-- Begin --

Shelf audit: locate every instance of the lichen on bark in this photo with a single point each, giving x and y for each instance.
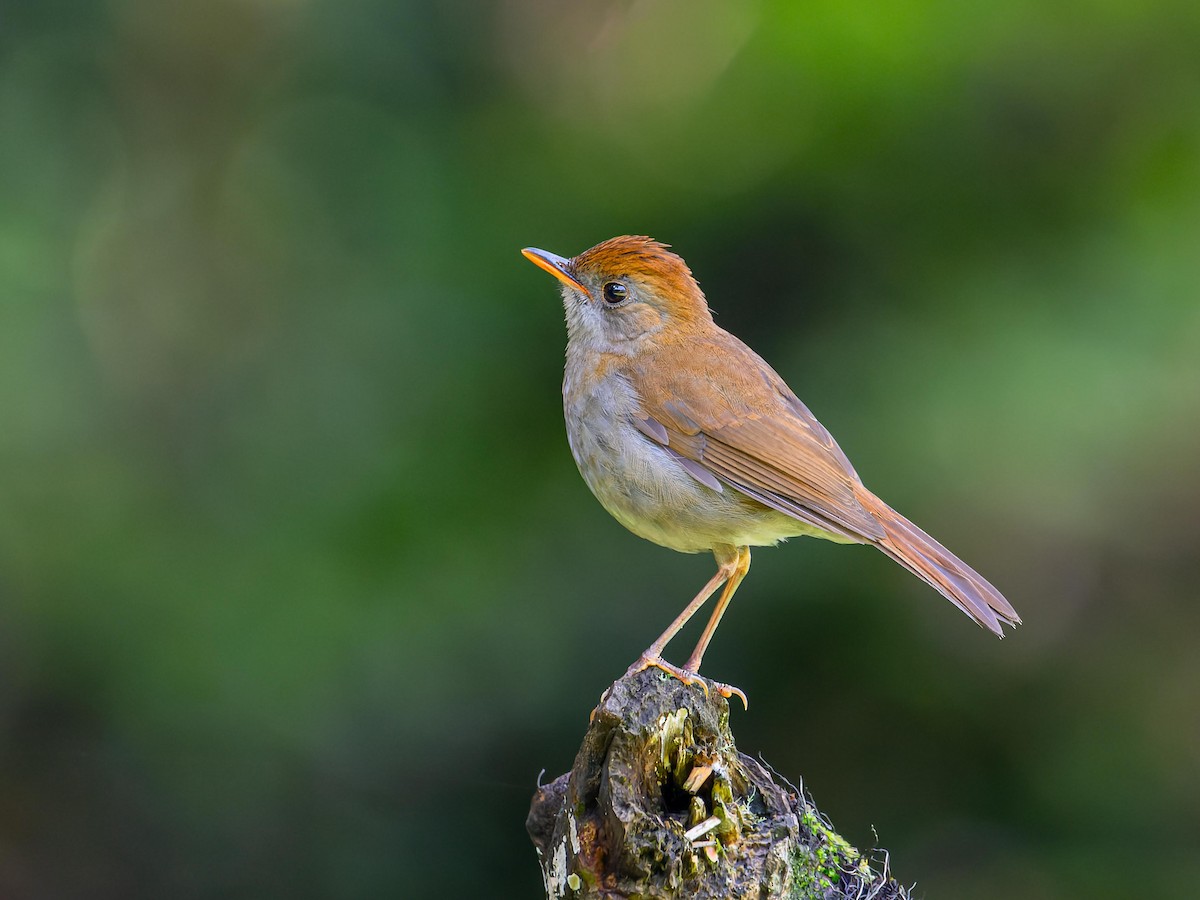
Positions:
(661, 804)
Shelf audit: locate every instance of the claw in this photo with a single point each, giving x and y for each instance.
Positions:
(729, 690)
(725, 690)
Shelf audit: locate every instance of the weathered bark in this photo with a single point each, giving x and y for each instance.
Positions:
(659, 760)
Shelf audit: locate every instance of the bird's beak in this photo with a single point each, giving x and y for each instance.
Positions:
(556, 265)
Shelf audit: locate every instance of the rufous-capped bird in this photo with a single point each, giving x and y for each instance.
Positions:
(691, 441)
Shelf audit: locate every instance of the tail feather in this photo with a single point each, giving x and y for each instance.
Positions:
(937, 567)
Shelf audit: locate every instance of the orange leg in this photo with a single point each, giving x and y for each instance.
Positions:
(732, 565)
(741, 567)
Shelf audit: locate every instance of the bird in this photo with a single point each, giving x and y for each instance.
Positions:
(691, 441)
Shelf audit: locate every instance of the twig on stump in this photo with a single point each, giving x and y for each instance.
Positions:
(660, 804)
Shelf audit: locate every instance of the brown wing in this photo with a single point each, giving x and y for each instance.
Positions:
(737, 419)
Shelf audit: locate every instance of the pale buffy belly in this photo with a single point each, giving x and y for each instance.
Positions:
(643, 487)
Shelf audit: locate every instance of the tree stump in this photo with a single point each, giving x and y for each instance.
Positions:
(660, 804)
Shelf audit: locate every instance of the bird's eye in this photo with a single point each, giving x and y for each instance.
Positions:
(615, 292)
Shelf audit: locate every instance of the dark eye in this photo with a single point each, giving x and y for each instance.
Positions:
(615, 292)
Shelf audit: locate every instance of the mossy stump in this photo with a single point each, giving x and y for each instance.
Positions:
(660, 804)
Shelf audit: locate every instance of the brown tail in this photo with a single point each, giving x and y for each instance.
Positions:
(934, 564)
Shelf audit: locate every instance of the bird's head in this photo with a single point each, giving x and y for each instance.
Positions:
(624, 291)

-- End --

▶ [To do]:
Copy the records word for word, beginning with the line that contains "Shelf audit: locate every instance of the brown tail" and continuing through the final line of the records.

▶ [Task answer]:
Shelf audit: locate every instance of the brown tail in this photo with a single point each, giving x and y for each instance.
Positions:
(934, 564)
Shelf audit: locate every instance of the bird's head in this photo with a single point each, giving x and y for each instance.
Positions:
(624, 291)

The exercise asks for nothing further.